Written exercise:
Can you output the records below exactly as they are written?

Records for this exercise:

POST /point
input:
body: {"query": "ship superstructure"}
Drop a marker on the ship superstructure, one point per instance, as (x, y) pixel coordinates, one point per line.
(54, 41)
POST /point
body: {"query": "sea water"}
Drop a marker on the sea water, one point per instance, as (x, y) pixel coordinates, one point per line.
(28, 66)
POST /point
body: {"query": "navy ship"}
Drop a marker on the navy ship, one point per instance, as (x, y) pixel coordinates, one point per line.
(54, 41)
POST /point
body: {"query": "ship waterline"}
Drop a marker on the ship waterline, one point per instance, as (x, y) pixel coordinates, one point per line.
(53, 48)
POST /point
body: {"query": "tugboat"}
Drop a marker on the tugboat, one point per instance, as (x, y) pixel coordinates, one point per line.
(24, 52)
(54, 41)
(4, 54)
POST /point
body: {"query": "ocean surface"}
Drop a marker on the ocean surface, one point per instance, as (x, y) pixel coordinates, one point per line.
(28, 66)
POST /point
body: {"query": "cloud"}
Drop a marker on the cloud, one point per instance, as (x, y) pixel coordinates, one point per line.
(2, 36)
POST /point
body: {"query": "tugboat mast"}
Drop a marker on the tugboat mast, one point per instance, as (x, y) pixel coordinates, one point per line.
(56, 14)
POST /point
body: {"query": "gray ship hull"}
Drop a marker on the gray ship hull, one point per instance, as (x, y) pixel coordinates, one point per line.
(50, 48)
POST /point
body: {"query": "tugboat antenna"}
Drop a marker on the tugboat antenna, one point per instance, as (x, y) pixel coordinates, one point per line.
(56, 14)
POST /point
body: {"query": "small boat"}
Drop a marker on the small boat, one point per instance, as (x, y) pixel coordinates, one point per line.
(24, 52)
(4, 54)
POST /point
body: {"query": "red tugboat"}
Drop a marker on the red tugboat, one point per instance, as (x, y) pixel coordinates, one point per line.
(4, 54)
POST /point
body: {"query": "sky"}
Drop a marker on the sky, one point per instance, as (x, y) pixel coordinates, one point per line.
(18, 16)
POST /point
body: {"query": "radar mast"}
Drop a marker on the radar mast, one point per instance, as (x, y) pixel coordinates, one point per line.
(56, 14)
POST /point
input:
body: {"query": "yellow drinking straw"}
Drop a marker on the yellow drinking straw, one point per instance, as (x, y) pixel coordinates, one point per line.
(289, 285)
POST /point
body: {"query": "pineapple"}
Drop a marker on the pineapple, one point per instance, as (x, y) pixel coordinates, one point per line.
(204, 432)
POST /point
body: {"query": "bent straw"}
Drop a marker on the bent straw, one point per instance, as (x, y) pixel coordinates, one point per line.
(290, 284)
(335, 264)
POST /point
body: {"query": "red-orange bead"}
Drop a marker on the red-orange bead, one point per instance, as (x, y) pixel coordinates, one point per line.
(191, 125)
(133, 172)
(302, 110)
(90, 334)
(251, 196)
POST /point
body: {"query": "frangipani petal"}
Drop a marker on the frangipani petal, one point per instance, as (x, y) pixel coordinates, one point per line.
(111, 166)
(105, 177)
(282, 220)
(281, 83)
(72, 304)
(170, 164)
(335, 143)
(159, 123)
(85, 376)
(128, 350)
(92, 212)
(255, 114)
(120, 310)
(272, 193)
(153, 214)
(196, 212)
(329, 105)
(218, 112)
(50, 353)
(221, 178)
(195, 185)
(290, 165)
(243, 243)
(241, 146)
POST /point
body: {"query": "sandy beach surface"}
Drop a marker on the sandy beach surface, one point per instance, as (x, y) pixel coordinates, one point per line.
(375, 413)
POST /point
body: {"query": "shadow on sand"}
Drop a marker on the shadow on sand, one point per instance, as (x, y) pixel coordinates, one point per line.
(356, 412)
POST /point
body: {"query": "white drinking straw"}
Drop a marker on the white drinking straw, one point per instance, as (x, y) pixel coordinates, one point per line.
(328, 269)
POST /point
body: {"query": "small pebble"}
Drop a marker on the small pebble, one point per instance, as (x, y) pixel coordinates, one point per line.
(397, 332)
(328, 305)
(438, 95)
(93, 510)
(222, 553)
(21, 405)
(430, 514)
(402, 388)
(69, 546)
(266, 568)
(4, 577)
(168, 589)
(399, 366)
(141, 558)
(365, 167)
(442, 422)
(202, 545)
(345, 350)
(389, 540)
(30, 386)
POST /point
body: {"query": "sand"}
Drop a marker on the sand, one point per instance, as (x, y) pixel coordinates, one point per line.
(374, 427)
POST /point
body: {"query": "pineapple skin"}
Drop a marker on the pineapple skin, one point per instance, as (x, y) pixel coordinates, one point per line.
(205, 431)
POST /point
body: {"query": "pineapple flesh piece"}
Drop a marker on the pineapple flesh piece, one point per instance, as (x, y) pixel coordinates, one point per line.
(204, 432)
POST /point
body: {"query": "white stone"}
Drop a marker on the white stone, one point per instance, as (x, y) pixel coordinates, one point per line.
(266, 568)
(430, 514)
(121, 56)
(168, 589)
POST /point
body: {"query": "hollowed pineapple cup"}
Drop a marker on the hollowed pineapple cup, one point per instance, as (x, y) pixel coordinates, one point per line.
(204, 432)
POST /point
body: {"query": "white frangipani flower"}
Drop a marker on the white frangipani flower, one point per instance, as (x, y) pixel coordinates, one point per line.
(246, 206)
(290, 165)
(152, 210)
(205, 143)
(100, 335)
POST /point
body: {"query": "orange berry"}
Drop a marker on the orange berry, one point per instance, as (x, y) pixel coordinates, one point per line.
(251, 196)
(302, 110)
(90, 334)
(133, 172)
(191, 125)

Full output:
POST /point
input:
body: {"query": "ship superstructure"}
Drop a marker on the ship superstructure, one point per instance, as (x, y) pixel coordinates, one point per line.
(54, 41)
POST /point
body: {"query": "sea water"}
Drop a marker on the sea water, one point per instance, as (x, y) pixel coordinates, one point per line.
(28, 66)
POST /point
body: {"query": "navy ship"}
Drop a marker on the navy ship, one point per instance, as (x, y) pixel coordinates, one point per line.
(54, 41)
POST /point
body: {"query": "ship waterline"}
Drop a marker on the ship waterline, one point per instance, as (x, y) pixel coordinates, one point per line.
(53, 48)
POST /point
body: {"query": "tugboat"}
Drop a marker on the tugboat, one point per instance, as (x, y) pixel coordinates, one point per line.
(24, 52)
(54, 41)
(4, 54)
POST /point
body: {"query": "ocean surface"}
Drop a marker on the ocean surface, one point per instance, as (x, y) pixel coordinates, one point per line.
(28, 66)
POST /point
body: {"query": "cloud"}
Drop a marker on the cloud, one point per instance, as (x, y) pixel coordinates, one point per line.
(2, 36)
POST /point
body: {"query": "tugboat mast"}
Drop a marker on the tugboat mast, one point per instance, as (x, y) pixel coordinates, one point per line.
(56, 14)
POST /point
body: {"query": "gray ship hull"}
Drop a marker on the gray ship hull, one point per instance, as (x, y) pixel coordinates, one point per line.
(50, 48)
POST /point
body: {"query": "tugboat antenna"}
Drop a marker on the tugboat antenna, one point per instance, as (x, y) pixel coordinates, one point per line.
(56, 14)
POST /point
body: {"query": "small boat"}
Drop a marker on the small boat, one point per instance, as (x, y) pixel coordinates, one point per line.
(24, 52)
(4, 54)
POST /point
body: {"query": "red tugboat"}
Drop a marker on the red tugboat, one point per instance, as (x, y) pixel coordinates, one point per line.
(4, 54)
POST /point
body: {"query": "sky"}
Drop a marker on the sky, one point per instance, as (x, y) pixel coordinates, one point per line.
(18, 16)
POST /point
body: {"query": "radar mast"}
Drop a marker on the radar mast, one point per instance, as (x, y) pixel coordinates, one point per line.
(56, 14)
POST /point
input:
body: {"query": "yellow drinking straw"}
Drop a marker on the yellow drinking straw, one point per instance, as (x, y) pixel coordinates, one point per line.
(289, 285)
POST /point
body: {"query": "pineapple"}
Drop a marker on the pineapple, one point per instance, as (x, y) pixel coordinates, one point per line.
(204, 432)
POST /point
body: {"query": "bent straw"}
Drop a marker on the bent straw, one point per instance, as (x, y) pixel coordinates, one point per line.
(290, 284)
(335, 264)
POST /point
body: {"query": "red-orange bead"}
Drop a marker on the red-orange bead, one point per instance, as (x, y) pixel coordinates, one point per line.
(191, 125)
(133, 172)
(302, 110)
(90, 334)
(251, 196)
POST /point
body: {"query": "frangipani petal"}
Drop a marker on the frangipani petal, one point per instance, as (x, y) pixel coordinates, one point per line.
(111, 166)
(105, 177)
(282, 220)
(281, 83)
(72, 304)
(170, 164)
(335, 143)
(159, 123)
(85, 376)
(128, 350)
(92, 212)
(255, 114)
(120, 310)
(272, 193)
(153, 214)
(196, 212)
(329, 105)
(218, 112)
(50, 353)
(221, 178)
(195, 185)
(290, 165)
(243, 243)
(241, 146)
POST /point
body: {"query": "sandy beach surface"}
Drop a marker on the sandy beach surface, one point per instance, as (x, y) pixel coordinates, one point per line.
(375, 413)
POST /point
body: {"query": "shadow on sand"}
Drop a marker on the shadow on sand, one point per instance, as (x, y) pixel coordinates, one point per line.
(356, 412)
POST /point
body: {"query": "white drinking straw"}
Drop a marker on the white drinking straw, one point per instance, as (x, y) pixel coordinates, one point per line.
(328, 269)
POST /point
body: {"query": "small pebble"}
Drop a marker on the small pebble, one point per instance, as (x, y) pixel coordinates, one point per line.
(397, 332)
(328, 305)
(438, 95)
(93, 510)
(222, 553)
(21, 405)
(430, 514)
(402, 388)
(69, 546)
(266, 568)
(4, 577)
(168, 589)
(399, 366)
(141, 558)
(365, 167)
(442, 422)
(202, 545)
(345, 350)
(389, 540)
(30, 386)
POST /point
body: {"query": "sand"}
Drop a marker on the sand, one point per instance, as (x, y) pixel coordinates, one point per line.
(374, 427)
POST /point
body: {"query": "pineapple skin"}
Drop a marker on the pineapple skin, one point per instance, as (x, y) pixel coordinates, one point per line.
(205, 431)
POST /point
body: {"query": "pineapple flesh piece"}
Drop a marker on the pineapple flesh piece, one point per instance, as (x, y) pixel coordinates, one point per line.
(204, 432)
POST /point
body: {"query": "white stone"}
Drop a marker on the white stone, one point per instance, as (x, y) pixel coordinates, one point per line.
(266, 568)
(430, 514)
(121, 56)
(168, 589)
POST /point
body: {"query": "hollowed pineapple cup"}
Drop a marker on the hollowed pineapple cup, one point per instance, as (x, y) pixel coordinates, one point per line.
(204, 432)
POST /point
body: {"query": "white frangipani flower"}
Drop a marker on the white frangipani flower, one point per instance, as (x, y) pixel coordinates, one point per line.
(246, 206)
(290, 165)
(152, 210)
(205, 143)
(100, 335)
POST /point
body: {"query": "orange berry"}
Drop a marker on the orange berry, one point per instance, as (x, y) pixel coordinates, one point per line.
(251, 196)
(302, 110)
(90, 334)
(133, 172)
(191, 125)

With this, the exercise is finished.